--- Start ---
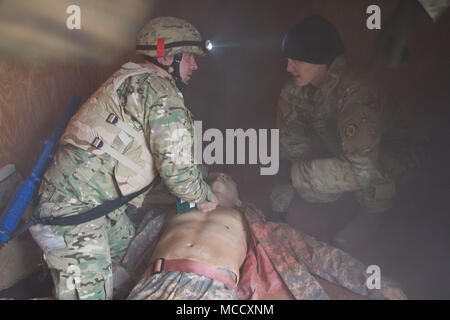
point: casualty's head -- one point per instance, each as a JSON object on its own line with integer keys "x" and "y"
{"x": 310, "y": 47}
{"x": 225, "y": 189}
{"x": 172, "y": 43}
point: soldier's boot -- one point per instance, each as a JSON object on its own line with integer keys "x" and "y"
{"x": 358, "y": 231}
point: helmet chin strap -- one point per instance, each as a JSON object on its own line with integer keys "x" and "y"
{"x": 176, "y": 69}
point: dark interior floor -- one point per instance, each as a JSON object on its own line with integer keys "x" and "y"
{"x": 412, "y": 245}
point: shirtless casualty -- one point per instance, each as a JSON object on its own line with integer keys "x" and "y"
{"x": 233, "y": 253}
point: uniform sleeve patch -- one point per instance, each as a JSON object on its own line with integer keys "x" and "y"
{"x": 284, "y": 107}
{"x": 351, "y": 130}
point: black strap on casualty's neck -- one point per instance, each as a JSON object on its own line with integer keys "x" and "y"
{"x": 92, "y": 214}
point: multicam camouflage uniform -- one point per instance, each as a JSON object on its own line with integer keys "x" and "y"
{"x": 435, "y": 8}
{"x": 144, "y": 127}
{"x": 296, "y": 257}
{"x": 332, "y": 135}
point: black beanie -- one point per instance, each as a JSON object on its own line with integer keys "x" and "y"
{"x": 313, "y": 40}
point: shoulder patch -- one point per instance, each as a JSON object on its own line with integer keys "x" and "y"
{"x": 284, "y": 107}
{"x": 350, "y": 130}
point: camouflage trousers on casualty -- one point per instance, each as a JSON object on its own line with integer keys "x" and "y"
{"x": 80, "y": 257}
{"x": 177, "y": 285}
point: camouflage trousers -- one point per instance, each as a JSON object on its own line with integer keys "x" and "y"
{"x": 80, "y": 257}
{"x": 377, "y": 197}
{"x": 397, "y": 162}
{"x": 178, "y": 285}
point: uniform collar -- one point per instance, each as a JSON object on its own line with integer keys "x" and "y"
{"x": 333, "y": 75}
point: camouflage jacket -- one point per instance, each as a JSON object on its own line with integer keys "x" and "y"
{"x": 346, "y": 117}
{"x": 435, "y": 8}
{"x": 148, "y": 103}
{"x": 295, "y": 256}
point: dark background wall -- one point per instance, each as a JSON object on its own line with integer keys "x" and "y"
{"x": 237, "y": 86}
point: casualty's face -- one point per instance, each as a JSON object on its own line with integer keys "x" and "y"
{"x": 187, "y": 66}
{"x": 305, "y": 73}
{"x": 225, "y": 189}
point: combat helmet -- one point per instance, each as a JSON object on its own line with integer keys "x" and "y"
{"x": 170, "y": 36}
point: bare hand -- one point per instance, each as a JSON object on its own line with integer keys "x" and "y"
{"x": 208, "y": 205}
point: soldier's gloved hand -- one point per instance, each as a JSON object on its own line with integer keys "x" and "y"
{"x": 208, "y": 206}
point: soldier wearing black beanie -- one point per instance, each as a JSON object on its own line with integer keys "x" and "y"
{"x": 313, "y": 40}
{"x": 331, "y": 131}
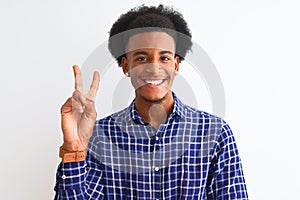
--- End ---
#### Exercise instructions
Lay out every line of the records above as a numbered list. Skip blank lines and leave out the pictures.

#### The completed task
1. point: casualty's head -- one point per instance, each as a JSON object on its own line with integer keys "x" and "y"
2. {"x": 310, "y": 47}
3. {"x": 225, "y": 189}
4. {"x": 172, "y": 43}
5. point: soldier's boot -- one point per instance, each as a JSON object on its own line with integer keys "x" and "y"
6. {"x": 358, "y": 231}
7. point: helmet chin strap -- one point per instance, each as a JSON object on its own line with integer keys "x" and "y"
8. {"x": 176, "y": 69}
9. point: dark interior floor -- one point per instance, each as a JSON object on its own line with integer keys "x" and "y"
10. {"x": 412, "y": 245}
11. point: shirtless casualty -- one point per instance, each as a JSON object on its own line with integer keys "x" and "y"
12. {"x": 233, "y": 253}
13. point: uniform sleeve patch -- one point per instance, each as a JSON object on its own line with integer keys "x" and "y"
14. {"x": 284, "y": 107}
15. {"x": 351, "y": 130}
16. point: black strap on casualty's neck -- one point per instance, each as a JSON object on its own line with integer keys "x" and "y"
17. {"x": 92, "y": 214}
18. point: multicam camouflage uniform -- one point per instance, each as a JSON object on its own line with integer keys "x" and "y"
19. {"x": 435, "y": 8}
20. {"x": 144, "y": 127}
21. {"x": 296, "y": 257}
22. {"x": 332, "y": 135}
23. point: black beanie -- one point per instance, each as a JSON object on its own line with integer keys "x" and "y"
24. {"x": 313, "y": 40}
25. point: shoulder patch -- one point per instance, each as a JSON object on its own line with integer keys "x" and "y"
26. {"x": 284, "y": 107}
27. {"x": 350, "y": 130}
28. point: camouflage trousers on casualty -- one point per instance, each as a JSON object on its own line with integer keys "x" and "y"
29. {"x": 80, "y": 257}
30. {"x": 177, "y": 285}
31. point: camouflage trousers -- one point per instance, each as a JSON object on its own line with integer keys "x" and "y"
32. {"x": 80, "y": 257}
33. {"x": 377, "y": 197}
34. {"x": 397, "y": 162}
35. {"x": 178, "y": 285}
36. point: uniform collar -- one point per instance, each as a JSON object on its own line with integer keys "x" and "y"
37. {"x": 333, "y": 75}
38. point: camouflage jacket -- one point per instance, each as a JSON object on its own line with integer keys "x" and "y"
39. {"x": 346, "y": 117}
40. {"x": 435, "y": 8}
41. {"x": 148, "y": 103}
42. {"x": 295, "y": 256}
43. point: dark background wall -- one point per instance, each as a JSON object on its own line with integer keys "x" and "y"
44. {"x": 237, "y": 86}
45. point: casualty's face -- one point per instance, each as a JSON object on its own line with integer keys "x" and "y"
46. {"x": 187, "y": 66}
47. {"x": 305, "y": 73}
48. {"x": 225, "y": 189}
49. point: combat helmet -- one point per instance, each as a JSON object on its own line with integer keys "x" and "y"
50. {"x": 170, "y": 36}
51. point: bare hand -- one point per instance, each as a JSON object on its own line with integer keys "x" and "y"
52. {"x": 208, "y": 205}
53. point: soldier's gloved hand -- one point per instance, each as a JSON object on its own line with integer keys "x" and "y"
54. {"x": 208, "y": 206}
55. point: soldier wearing black beanie -- one point per instance, each as a JSON object on its own line with integer keys "x" and "y"
56. {"x": 313, "y": 40}
57. {"x": 331, "y": 131}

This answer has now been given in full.